What you have to do:
Reproduce the entries from the line containing "You are given an image to analyze. The query is: driver" through the last line, substituting "jute" for "burlap" and leaving everything else unchanged.

Records provided:
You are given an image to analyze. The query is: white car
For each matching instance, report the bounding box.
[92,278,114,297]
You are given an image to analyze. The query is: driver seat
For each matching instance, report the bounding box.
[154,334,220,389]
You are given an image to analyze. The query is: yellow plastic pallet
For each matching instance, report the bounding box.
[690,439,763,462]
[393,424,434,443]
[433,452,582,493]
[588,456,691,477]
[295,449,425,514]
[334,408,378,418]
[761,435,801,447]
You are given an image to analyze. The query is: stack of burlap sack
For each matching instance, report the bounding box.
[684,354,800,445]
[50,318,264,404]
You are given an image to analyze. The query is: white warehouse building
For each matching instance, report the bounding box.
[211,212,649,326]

Expected output:
You are given an image to analyze. The query is: driver seat
For each matching instance, report the bounding box.
[154,334,220,389]
You are given an image to analyze. The query is: yellow plastic pallet
For each matching instance, report the bounding box.
[690,439,763,462]
[393,424,434,443]
[433,452,582,493]
[588,456,691,477]
[295,449,425,514]
[334,408,378,418]
[761,435,801,447]
You are given an image to analyze. The query is: stack of jute sack
For each matching instance, report the bounding box.
[684,354,800,445]
[50,318,264,404]
You are given an image to analyze. The query is: white warehouse building
For each matching instance, report the bounding box.
[211,212,649,326]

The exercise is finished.